RECORDS FOR THIS EXERCISE.
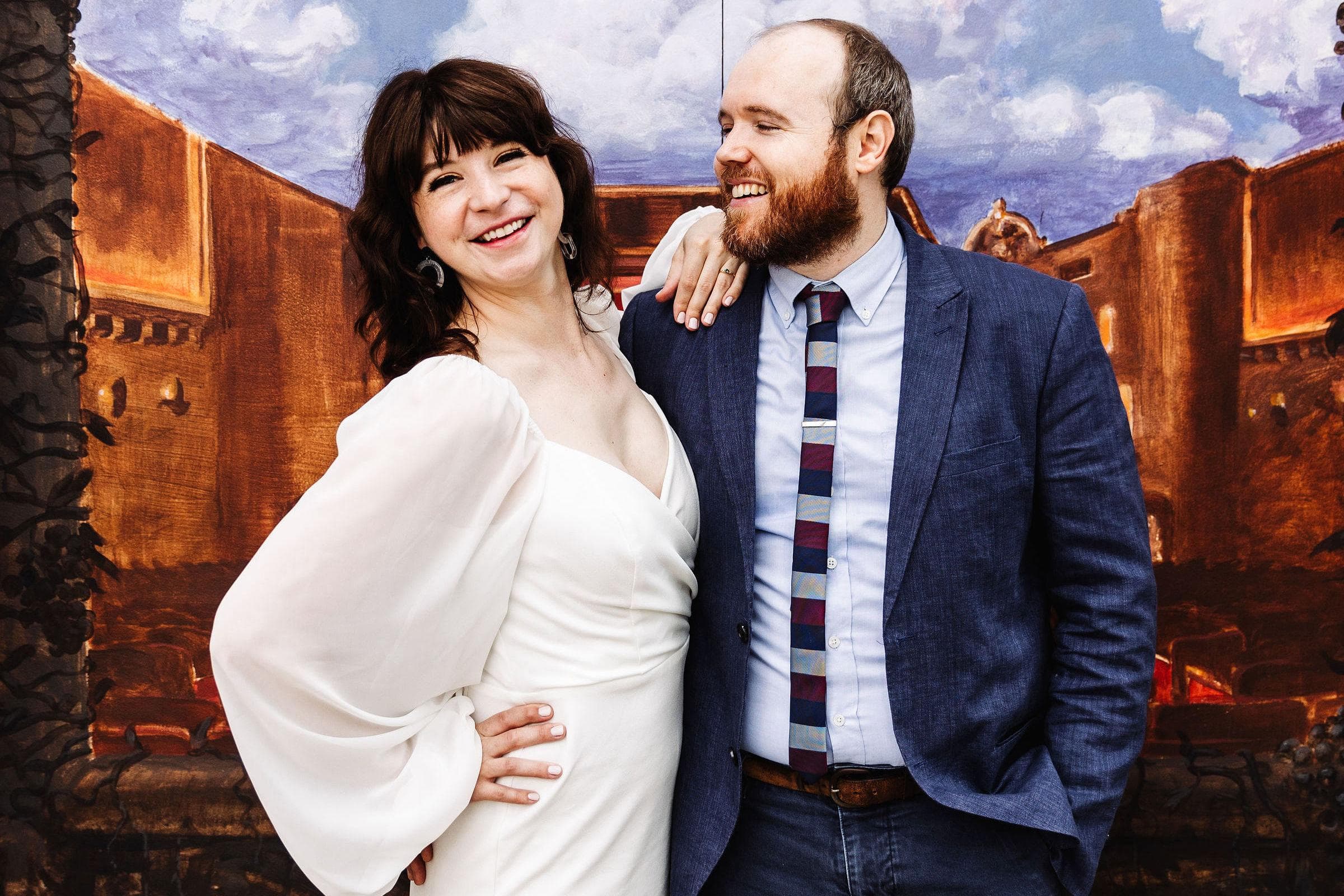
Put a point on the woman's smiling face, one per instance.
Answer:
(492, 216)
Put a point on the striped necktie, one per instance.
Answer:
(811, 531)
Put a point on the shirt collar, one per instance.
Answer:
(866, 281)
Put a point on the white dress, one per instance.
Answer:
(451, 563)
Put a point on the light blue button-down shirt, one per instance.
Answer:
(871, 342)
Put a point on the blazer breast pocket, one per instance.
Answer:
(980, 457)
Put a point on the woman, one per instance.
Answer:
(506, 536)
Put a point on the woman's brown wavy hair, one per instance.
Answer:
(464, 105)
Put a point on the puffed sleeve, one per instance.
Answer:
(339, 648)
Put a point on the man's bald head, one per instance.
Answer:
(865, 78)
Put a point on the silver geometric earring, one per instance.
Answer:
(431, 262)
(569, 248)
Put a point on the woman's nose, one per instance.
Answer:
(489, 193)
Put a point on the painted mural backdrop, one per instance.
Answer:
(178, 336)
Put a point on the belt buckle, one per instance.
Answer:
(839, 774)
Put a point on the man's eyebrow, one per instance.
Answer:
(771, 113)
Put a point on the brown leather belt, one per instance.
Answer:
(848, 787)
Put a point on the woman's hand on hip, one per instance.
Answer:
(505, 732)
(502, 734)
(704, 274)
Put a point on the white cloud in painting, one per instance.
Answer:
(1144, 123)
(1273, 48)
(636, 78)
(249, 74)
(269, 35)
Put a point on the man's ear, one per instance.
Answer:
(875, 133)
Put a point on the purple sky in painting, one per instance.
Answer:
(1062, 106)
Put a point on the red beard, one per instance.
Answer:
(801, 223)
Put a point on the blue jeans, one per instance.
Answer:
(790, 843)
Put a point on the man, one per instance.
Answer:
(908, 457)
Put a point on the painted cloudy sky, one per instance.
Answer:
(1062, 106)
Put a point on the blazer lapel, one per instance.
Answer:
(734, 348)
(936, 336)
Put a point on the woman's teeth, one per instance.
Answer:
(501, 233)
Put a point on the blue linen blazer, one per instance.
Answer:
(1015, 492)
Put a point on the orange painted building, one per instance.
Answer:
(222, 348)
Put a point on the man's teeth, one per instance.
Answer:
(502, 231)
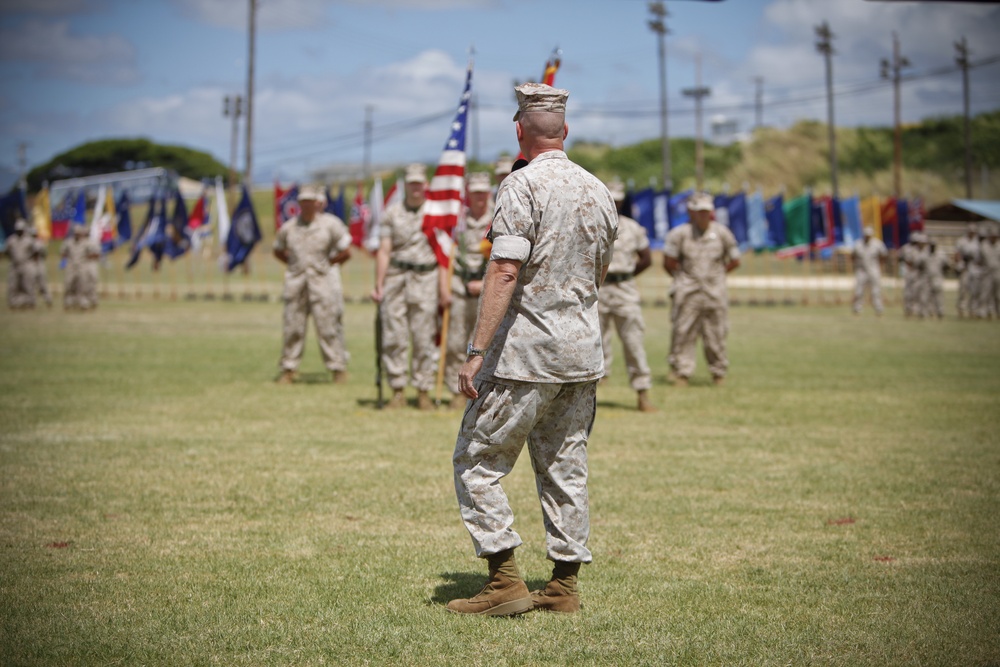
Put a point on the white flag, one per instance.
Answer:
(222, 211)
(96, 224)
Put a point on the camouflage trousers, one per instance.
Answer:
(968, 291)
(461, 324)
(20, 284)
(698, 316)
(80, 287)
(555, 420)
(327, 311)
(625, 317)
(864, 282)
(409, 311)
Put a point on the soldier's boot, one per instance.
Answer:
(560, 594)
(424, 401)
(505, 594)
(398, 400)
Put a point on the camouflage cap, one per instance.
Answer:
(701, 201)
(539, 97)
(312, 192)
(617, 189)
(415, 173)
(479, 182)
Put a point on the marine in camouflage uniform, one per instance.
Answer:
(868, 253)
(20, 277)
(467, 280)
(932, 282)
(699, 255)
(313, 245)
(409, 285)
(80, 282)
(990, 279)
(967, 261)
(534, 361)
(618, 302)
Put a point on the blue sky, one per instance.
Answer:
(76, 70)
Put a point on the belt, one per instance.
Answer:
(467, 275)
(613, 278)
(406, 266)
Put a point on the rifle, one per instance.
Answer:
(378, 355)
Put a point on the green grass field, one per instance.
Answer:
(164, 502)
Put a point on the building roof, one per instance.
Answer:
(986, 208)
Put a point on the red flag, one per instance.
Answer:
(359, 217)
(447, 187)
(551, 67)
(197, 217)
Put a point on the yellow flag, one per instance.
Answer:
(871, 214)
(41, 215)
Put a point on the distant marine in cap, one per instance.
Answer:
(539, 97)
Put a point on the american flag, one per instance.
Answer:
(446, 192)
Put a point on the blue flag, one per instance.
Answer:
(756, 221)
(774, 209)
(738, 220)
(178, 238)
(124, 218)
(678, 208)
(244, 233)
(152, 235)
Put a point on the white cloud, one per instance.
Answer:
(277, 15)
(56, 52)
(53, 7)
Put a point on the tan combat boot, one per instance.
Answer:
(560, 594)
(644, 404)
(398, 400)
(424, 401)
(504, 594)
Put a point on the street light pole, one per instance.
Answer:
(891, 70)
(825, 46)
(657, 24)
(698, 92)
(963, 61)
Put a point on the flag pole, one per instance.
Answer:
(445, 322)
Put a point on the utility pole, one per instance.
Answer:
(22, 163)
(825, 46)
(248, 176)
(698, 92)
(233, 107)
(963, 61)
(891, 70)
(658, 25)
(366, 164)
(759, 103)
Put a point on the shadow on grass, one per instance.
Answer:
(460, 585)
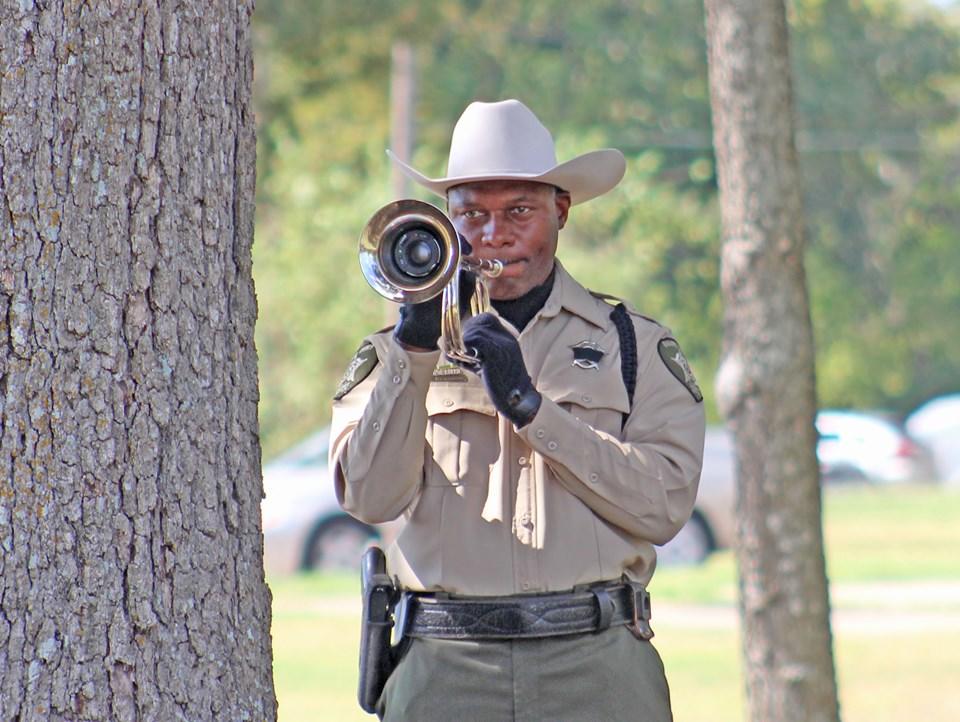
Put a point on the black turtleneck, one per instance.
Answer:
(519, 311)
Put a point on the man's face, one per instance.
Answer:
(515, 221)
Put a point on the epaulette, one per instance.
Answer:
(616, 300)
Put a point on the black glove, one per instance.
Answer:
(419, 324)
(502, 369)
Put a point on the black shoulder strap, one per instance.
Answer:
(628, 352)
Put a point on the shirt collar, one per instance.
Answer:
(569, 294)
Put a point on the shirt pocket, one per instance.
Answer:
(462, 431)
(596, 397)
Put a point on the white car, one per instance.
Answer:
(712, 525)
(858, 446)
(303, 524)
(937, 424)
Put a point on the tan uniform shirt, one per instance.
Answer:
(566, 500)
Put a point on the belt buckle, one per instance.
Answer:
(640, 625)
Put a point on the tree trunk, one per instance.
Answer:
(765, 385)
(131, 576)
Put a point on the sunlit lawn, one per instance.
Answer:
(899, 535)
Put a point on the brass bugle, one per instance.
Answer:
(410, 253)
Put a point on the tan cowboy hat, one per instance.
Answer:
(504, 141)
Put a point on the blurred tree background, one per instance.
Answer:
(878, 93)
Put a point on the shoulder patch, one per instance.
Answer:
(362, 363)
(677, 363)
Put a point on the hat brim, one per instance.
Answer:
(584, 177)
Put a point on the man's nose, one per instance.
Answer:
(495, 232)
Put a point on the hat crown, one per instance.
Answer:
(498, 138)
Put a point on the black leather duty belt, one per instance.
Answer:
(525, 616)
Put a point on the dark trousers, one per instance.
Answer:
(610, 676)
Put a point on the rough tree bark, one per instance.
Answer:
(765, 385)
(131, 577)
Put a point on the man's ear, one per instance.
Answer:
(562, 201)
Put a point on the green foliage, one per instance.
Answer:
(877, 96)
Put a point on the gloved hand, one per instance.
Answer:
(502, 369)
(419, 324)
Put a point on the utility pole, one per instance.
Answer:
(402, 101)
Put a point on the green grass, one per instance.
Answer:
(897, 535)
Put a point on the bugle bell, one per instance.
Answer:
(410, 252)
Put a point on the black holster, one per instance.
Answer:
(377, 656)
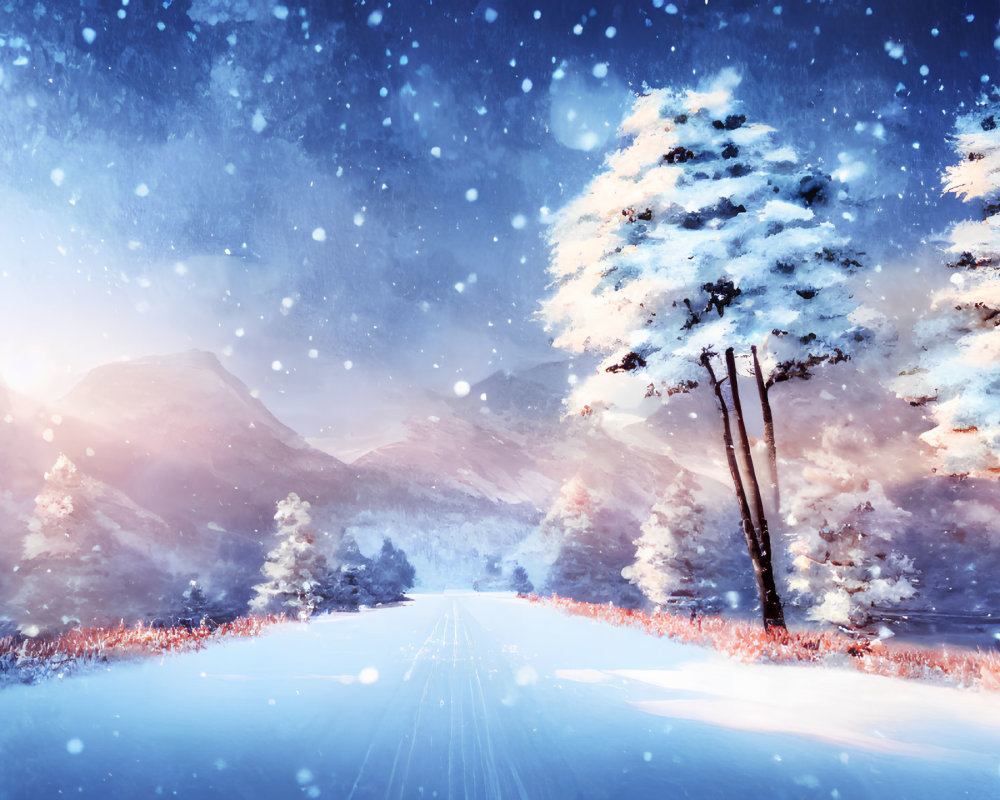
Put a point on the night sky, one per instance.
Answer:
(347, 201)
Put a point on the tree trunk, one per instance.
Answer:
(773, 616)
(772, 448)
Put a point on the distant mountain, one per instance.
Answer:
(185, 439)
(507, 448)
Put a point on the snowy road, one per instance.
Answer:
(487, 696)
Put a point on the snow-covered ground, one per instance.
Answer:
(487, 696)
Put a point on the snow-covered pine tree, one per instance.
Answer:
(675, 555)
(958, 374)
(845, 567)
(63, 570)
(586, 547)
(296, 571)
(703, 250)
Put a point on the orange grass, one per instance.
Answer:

TASK DETAILS.
Recast all of the entries above as a numbered list, omitting blank lines and leaving the pictures out.

ANSWER TO THIS TASK.
1. Put a point on the woman's smiling face, one per instance.
2. Answer:
3. (492, 216)
4. Put a point on the striped necktie, one per instance.
5. Answer:
6. (811, 531)
7. Put a point on the shirt collar, one per instance.
8. Answer:
9. (866, 281)
10. Put a point on the white dress, one per instance.
11. Answer:
12. (451, 563)
13. Put a point on the light blue button-down shirt, one per instance.
14. Answer:
15. (871, 342)
16. Put a point on the blazer breast pocket, one per instance.
17. Answer:
18. (980, 457)
19. Put a point on the woman, one per instance.
20. Answer:
21. (506, 536)
22. Put a point on the woman's brown wavy hair, one per instance.
23. Answer:
24. (464, 105)
25. Put a point on the puffed sleeve, one per instance.
26. Answer:
27. (339, 648)
28. Put a point on the man's bald head, one per instance.
29. Answer:
30. (865, 78)
31. Put a point on the silver geometric earring, one per instance.
32. Answer:
33. (431, 262)
34. (569, 248)
35. Put a point on the woman's nose, one per instance.
36. Answer:
37. (489, 193)
38. Put a point on the painted mural backdrop, one per instance.
39. Answer:
40. (178, 336)
41. Put a point on the belt buckle, one per instance.
42. Answer:
43. (839, 774)
44. Put a point on the man's eyebrow, one per instance.
45. Answer:
46. (771, 113)
47. Put a point on the brown leather belt, one per instance.
48. Answer:
49. (848, 787)
50. Put a point on the woman's hand on hip, one per instance.
51. Answer:
52. (505, 732)
53. (502, 734)
54. (704, 274)
55. Put a point on the white cloud in painting, one per instance.
56. Answer:
57. (1144, 123)
58. (1273, 48)
59. (636, 78)
60. (249, 74)
61. (269, 35)
62. Put a point on the man's ear, one per instance.
63. Answer:
64. (875, 133)
65. Put a point on the purple sky in painting, one per instance.
66. Answer:
67. (1062, 106)
68. Put a point on the red beard, one per instance.
69. Answer:
70. (801, 223)
71. Put a point on the blue jeans, one per instance.
72. Answer:
73. (790, 843)
74. Put a point on the man, one per instance.
75. Answer:
76. (908, 457)
77. Put a point on the painted cloudy sky, one per instance.
78. Answer:
79. (1062, 106)
80. Put a point on the blazer lapel, one per instance.
81. Answer:
82. (734, 348)
83. (936, 336)
84. Put a point on the woman's teeth, one per instance.
85. Answer:
86. (501, 233)
87. Put a point on the blue linen blazer, one per instance.
88. Answer:
89. (1015, 492)
90. Put a point on the orange painted building, one per instance.
91. Answer:
92. (222, 348)
93. Put a point on the man's teeth, one per instance.
94. Answer:
95. (502, 231)
96. Put a point on the white flag, one per instance.
97. Answer:
98. (222, 211)
99. (96, 224)
100. Put a point on the camouflage trousers, one per instance.
101. Answer:
102. (968, 291)
103. (461, 324)
104. (20, 284)
105. (698, 316)
106. (80, 287)
107. (555, 420)
108. (327, 311)
109. (625, 317)
110. (864, 282)
111. (409, 311)
112. Put a point on the soldier's boot, one per instance.
113. Answer:
114. (560, 594)
115. (424, 401)
116. (505, 594)
117. (398, 400)
118. Put a point on the camouflage cap, one per instance.
119. Answer:
120. (701, 201)
121. (539, 97)
122. (312, 192)
123. (617, 189)
124. (415, 173)
125. (479, 182)
126. Put a point on the marine in camouflage uniform, one per instance.
127. Answer:
128. (868, 253)
129. (20, 277)
130. (467, 280)
131. (932, 282)
132. (699, 255)
133. (313, 245)
134. (409, 285)
135. (80, 282)
136. (990, 279)
137. (967, 261)
138. (534, 361)
139. (618, 302)
140. Put a point on the blue sky, one per instance.
141. Answer:
142. (76, 70)
143. Put a point on the belt, one per instance.
144. Answer:
145. (467, 275)
146. (613, 278)
147. (406, 266)
148. Put a point on the rifle, one per instance.
149. Answer:
150. (378, 355)
151. Put a point on the green grass field, one per instance.
152. Answer:
153. (164, 502)
154. Put a point on the building roof, one per instance.
155. Answer:
156. (986, 208)
157. Put a point on the red flag, one per instance.
158. Answer:
159. (359, 217)
160. (447, 187)
161. (551, 67)
162. (197, 217)
163. Put a point on the yellow flag, one per instance.
164. Answer:
165. (871, 214)
166. (41, 215)
167. Put a point on the distant marine in cap, one per instance.
168. Answer:
169. (539, 97)
170. Put a point on the american flag, one per instance.
171. Answer:
172. (446, 192)
173. Put a point on the blue flag, one per instance.
174. Answer:
175. (756, 221)
176. (774, 209)
177. (738, 220)
178. (178, 238)
179. (124, 218)
180. (678, 208)
181. (244, 233)
182. (152, 235)
183. Put a point on the white cloud, one per instance.
184. Answer:
185. (277, 15)
186. (56, 52)
187. (53, 7)
188. Put a point on the tan combat boot, one per instance.
189. Answer:
190. (560, 594)
191. (644, 404)
192. (398, 400)
193. (424, 401)
194. (504, 594)
195. Put a point on the street light pole, one per instance.
196. Answer:
197. (891, 70)
198. (825, 46)
199. (657, 24)
200. (698, 92)
201. (963, 61)
202. Put a point on the flag pole, one per instance.
203. Answer:
204. (445, 322)
205. Put a point on the utility pole, one per instance.
206. Answer:
207. (22, 163)
208. (825, 46)
209. (248, 176)
210. (698, 92)
211. (233, 107)
212. (963, 61)
213. (891, 70)
214. (658, 25)
215. (366, 164)
216. (759, 103)
217. Put a point on the shadow on grass, one per instance.
218. Answer:
219. (460, 585)
220. Put a point on the black turtleneck, one per instance.
221. Answer:
222. (519, 311)
223. Put a point on the man's face, one per instance.
224. Answer:
225. (515, 221)
226. Put a point on the epaulette, one per instance.
227. Answer:
228. (616, 300)
229. Put a point on the black glove, one per instance.
230. Answer:
231. (419, 324)
232. (502, 369)
233. Put a point on the black shoulder strap, one per instance.
234. Answer:
235. (628, 352)
236. Put a point on the shirt collar, one per instance.
237. Answer:
238. (569, 294)
239. Put a point on the shirt pocket, one per instance.
240. Answer:
241. (462, 431)
242. (596, 397)
243. Put a point on the white car, one per instance.
244. Answer:
245. (712, 525)
246. (858, 446)
247. (303, 524)
248. (937, 424)
249. Put a point on the tan uniform shirt, one per instance.
250. Answer:
251. (566, 500)
252. Put a point on the belt buckle, one per instance.
253. Answer:
254. (640, 625)
255. Put a point on the tree trunk, one per instance.
256. Answer:
257. (765, 385)
258. (131, 576)
259. Put a point on the sunlit lawn, one per instance.
260. Answer:
261. (899, 535)
262. Put a point on the brass bugle, one per instance.
263. Answer:
264. (410, 253)
265. Put a point on the tan cowboy hat, one per instance.
266. Answer:
267. (504, 141)
268. Put a point on the blurred tree background, one per instance.
269. Answer:
270. (878, 93)
271. Put a point on the shoulder patch, one per instance.
272. Answer:
273. (362, 363)
274. (677, 363)
275. Put a point on the hat brim, one per instance.
276. Answer:
277. (584, 177)
278. Put a point on the man's nose, one per instance.
279. Answer:
280. (495, 232)
281. Put a point on the hat crown, one per instance.
282. Answer:
283. (498, 138)
284. Put a point on the black leather duty belt, one per instance.
285. Answer:
286. (525, 616)
287. Put a point on the dark trousers, one per instance.
288. Answer:
289. (610, 676)
290. Put a point on the rough tree bark, one per instance.
291. Answer:
292. (765, 385)
293. (131, 577)
294. Put a point on the man's ear, one per instance.
295. Answer:
296. (562, 201)
297. Put a point on the green foliage, one per instance.
298. Answer:
299. (877, 96)
300. Put a point on the gloved hand, one per instance.
301. Answer:
302. (502, 369)
303. (419, 324)
304. Put a point on the utility pole, one per instance.
305. Answer:
306. (402, 101)
307. Put a point on the green grass, one per instance.
308. Answer:
309. (897, 535)
310. Put a point on the bugle bell, one per instance.
311. Answer:
312. (410, 252)
313. Put a point on the black holster, one per instance.
314. Answer:
315. (377, 656)
316. Put a point on the night sky, one per instance.
317. Answer:
318. (347, 201)
319. Put a point on the tree trunk, one per instance.
320. Answer:
321. (773, 616)
322. (772, 448)
323. Put a point on the distant mountain, one per instance.
324. Answer:
325. (185, 439)
326. (507, 448)
327. Put a point on the snowy road, one per instance.
328. Answer:
329. (487, 696)
330. Put a point on the snow-covered ground, one per instance.
331. Answer:
332. (487, 696)
333. Put a point on the snow-covered pine tree, one per instance.
334. Answer:
335. (675, 555)
336. (958, 374)
337. (845, 567)
338. (63, 570)
339. (586, 547)
340. (296, 571)
341. (703, 250)
342. Put a point on the orange grass, one per instance.
343. Answer:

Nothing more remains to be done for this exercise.